:: Stored rows
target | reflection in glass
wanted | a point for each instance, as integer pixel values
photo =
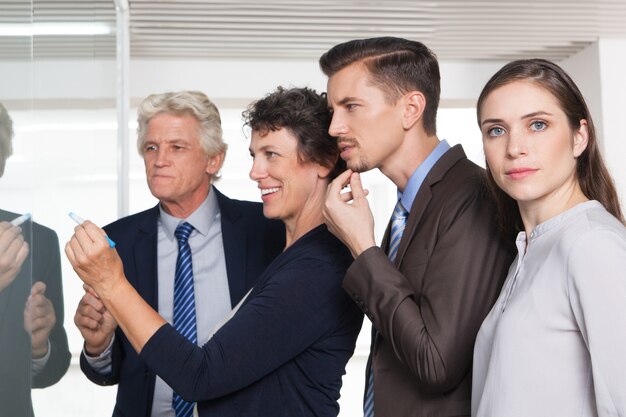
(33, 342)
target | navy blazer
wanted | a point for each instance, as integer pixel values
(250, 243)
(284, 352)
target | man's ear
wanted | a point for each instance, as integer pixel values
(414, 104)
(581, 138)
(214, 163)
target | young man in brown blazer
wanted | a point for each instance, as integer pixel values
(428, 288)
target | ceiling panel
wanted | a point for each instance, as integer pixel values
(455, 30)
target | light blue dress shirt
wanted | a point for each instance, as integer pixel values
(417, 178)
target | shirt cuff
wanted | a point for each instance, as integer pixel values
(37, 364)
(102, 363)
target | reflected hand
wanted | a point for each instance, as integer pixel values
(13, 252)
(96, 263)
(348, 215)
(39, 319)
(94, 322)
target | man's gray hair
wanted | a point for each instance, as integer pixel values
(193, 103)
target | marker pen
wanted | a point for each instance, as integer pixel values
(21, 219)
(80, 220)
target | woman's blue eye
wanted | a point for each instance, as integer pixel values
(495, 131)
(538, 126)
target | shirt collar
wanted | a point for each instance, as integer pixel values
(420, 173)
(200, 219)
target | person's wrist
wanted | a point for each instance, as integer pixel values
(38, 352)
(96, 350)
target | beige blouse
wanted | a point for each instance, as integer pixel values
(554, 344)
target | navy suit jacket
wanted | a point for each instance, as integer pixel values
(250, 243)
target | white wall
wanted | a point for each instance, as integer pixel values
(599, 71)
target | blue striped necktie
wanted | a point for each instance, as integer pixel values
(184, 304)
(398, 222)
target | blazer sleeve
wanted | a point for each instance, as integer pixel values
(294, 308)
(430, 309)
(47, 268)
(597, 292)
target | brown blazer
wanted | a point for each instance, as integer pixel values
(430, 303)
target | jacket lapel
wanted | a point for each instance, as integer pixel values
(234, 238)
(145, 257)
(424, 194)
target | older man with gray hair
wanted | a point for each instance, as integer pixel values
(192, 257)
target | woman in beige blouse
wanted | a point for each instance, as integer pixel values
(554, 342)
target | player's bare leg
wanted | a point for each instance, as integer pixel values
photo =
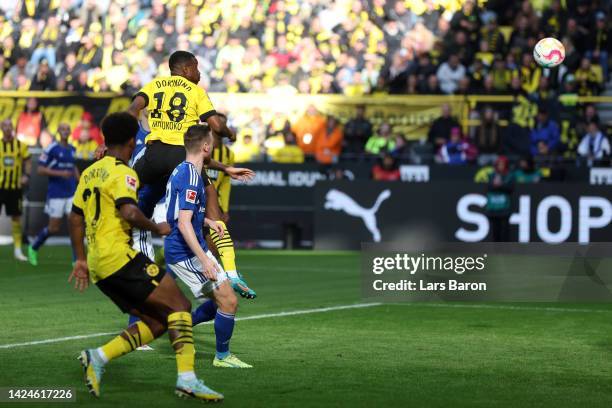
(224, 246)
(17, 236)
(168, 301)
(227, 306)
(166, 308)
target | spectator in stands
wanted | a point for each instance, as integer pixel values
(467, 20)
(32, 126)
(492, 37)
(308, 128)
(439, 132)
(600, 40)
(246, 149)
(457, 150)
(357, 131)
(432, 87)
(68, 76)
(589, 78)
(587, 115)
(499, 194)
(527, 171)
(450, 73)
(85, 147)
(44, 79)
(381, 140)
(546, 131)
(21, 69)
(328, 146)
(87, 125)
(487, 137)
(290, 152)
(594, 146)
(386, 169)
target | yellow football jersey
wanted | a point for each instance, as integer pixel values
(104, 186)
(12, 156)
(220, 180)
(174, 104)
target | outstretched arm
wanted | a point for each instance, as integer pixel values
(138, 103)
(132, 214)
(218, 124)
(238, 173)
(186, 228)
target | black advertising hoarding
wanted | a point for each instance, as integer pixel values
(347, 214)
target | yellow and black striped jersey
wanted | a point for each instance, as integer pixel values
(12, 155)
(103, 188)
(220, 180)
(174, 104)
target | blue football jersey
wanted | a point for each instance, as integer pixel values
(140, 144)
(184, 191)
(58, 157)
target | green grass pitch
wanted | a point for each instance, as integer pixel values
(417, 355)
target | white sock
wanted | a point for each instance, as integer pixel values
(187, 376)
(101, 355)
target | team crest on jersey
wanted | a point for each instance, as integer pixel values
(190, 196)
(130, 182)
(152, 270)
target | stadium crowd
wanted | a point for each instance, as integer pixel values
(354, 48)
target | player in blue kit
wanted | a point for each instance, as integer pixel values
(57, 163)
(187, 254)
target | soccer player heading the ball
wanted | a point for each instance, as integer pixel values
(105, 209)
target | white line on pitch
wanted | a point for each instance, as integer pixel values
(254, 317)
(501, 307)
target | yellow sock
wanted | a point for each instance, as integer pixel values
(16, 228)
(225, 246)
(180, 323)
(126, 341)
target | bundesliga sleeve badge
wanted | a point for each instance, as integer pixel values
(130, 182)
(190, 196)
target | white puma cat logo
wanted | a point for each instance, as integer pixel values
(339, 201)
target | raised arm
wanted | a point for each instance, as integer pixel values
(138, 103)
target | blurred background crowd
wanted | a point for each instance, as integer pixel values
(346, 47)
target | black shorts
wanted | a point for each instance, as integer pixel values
::::
▶ Set exercise:
Copy out all of the data above line for line without changing anything, and leave the pictures out.

▶ Written response:
target | reflection in glass
wanted | a point for each instance, as integer pixel values
photo =
(33, 342)
target | navy blazer
wanted | a point for each instance, as integer pixel values
(250, 243)
(284, 352)
target | man's ear
wanted | a point for each instance, as integer pixel values
(414, 104)
(581, 138)
(214, 163)
target | young man in brown blazer
wanted | a point for each instance, as integer pixel values
(428, 288)
target | ceiling panel
wanted | a point for each instance, as integer pixel values
(455, 30)
target | light blue dress shirt
wanted | a point for each instance, as integer pixel values
(417, 178)
target | shirt cuff
wanted | a point for each instance, as integer pixel values
(37, 364)
(102, 363)
target | reflected hand
wanted | a point for each instance, as integer pixel values
(13, 252)
(96, 263)
(348, 215)
(39, 319)
(94, 322)
target | man's gray hair
wanted | a point for each instance, as integer pixel values
(193, 103)
target | marker pen
wanted | a point for each instance, as integer pixel values
(21, 219)
(80, 220)
target | woman's blue eye
wanted | a point for each instance, as integer pixel values
(495, 131)
(538, 126)
target | shirt collar
wanted | a point for each instance, as integer pixel values
(420, 173)
(200, 219)
target | person's wrist
wanted | a point for each instance, as integer pixel values
(38, 352)
(96, 350)
target | beige blouse
wanted | a point for each instance, as integer pixel values
(554, 344)
target | navy suit jacket
wanted | a point for each instance, as integer pixel values
(250, 243)
target | white wall
wanted | a point for each instance, as integer pixel values
(599, 71)
target | blue striped necktie
wanted | a point for each instance, as integer pixel values
(184, 304)
(398, 222)
target | blazer sleeve
wanted | a point for each instance, as integer pixel values
(294, 308)
(430, 309)
(47, 268)
(597, 292)
target | brown blazer
wanted | a point for each instance, as integer pixel values
(430, 303)
target | jacket lapel
wanted | a point for each instance, as integer pixel values
(234, 238)
(145, 257)
(424, 194)
target | older man with gray hair
wanted | a point for each instance, as integer pixel values
(192, 257)
target | woman in beige blouse
wanted | a point for each instance, as integer pixel values
(554, 342)
target | player's bare leg
wanted | a point for each instance, as integer pixel values
photo =
(224, 246)
(17, 236)
(168, 301)
(227, 306)
(166, 308)
target | spectator in stands
wanted | a point for each instance, as integer pixel values
(467, 20)
(32, 126)
(492, 37)
(308, 128)
(439, 132)
(600, 40)
(246, 149)
(457, 150)
(357, 131)
(432, 87)
(68, 76)
(589, 78)
(587, 115)
(499, 194)
(527, 171)
(450, 73)
(85, 147)
(44, 79)
(381, 140)
(546, 131)
(21, 69)
(328, 146)
(87, 125)
(487, 137)
(290, 152)
(594, 146)
(386, 169)
target | yellow football jersey
wanted | a point for each instance, as integer pixel values
(104, 186)
(12, 156)
(220, 180)
(174, 104)
target | outstretched arm
wanted | a point for each instance, as integer pixel values
(138, 103)
(132, 214)
(218, 124)
(238, 173)
(186, 228)
target | black advertising hoarding
wanted | a point for each instance, as integer pixel values
(347, 214)
target | yellow and black striped jersey
wanted | a point for each instance, as integer pixel values
(12, 155)
(103, 188)
(220, 180)
(174, 104)
target | blue football jersey
wanted | a point for each instance, as integer pixel values
(140, 144)
(184, 191)
(58, 157)
target | green grass pitch
wanted | a point for each instance, as integer pixel values
(417, 355)
target | white sock
wanted | a point for each instance, as integer pixel values
(187, 376)
(101, 355)
target | team crest on jersey
wanted | a point for each instance, as integer pixel values
(190, 196)
(130, 182)
(152, 270)
target | stadium crowd
wanted | a point for each instance, as integer pixel values
(354, 48)
target | player in blue kit
wanted | a point for each instance, as integer pixel values
(57, 163)
(187, 254)
target | soccer player heading the ball
wanted | a point for each instance, as integer pixel values
(105, 209)
target | white line on pitch
wanted | a point for each instance, as integer pixel values
(254, 317)
(501, 307)
target | yellow sock
wanted | a point for each instance, as integer pixel values
(16, 228)
(225, 246)
(180, 323)
(126, 341)
target | bundesliga sleeve badge
wanted | a point for each instance, as integer pixel values
(130, 182)
(190, 196)
target | white puma cat logo
wanted | a point for each instance, as integer pixel values
(339, 201)
target | raised arm
wanted | a point for each instance, as integer pixel values
(138, 103)
target | blurred background crowd
wanted | a point for each instance, as integer pixel values
(346, 47)
target | black shorts
wanted | a point for each instance, as integer pixel values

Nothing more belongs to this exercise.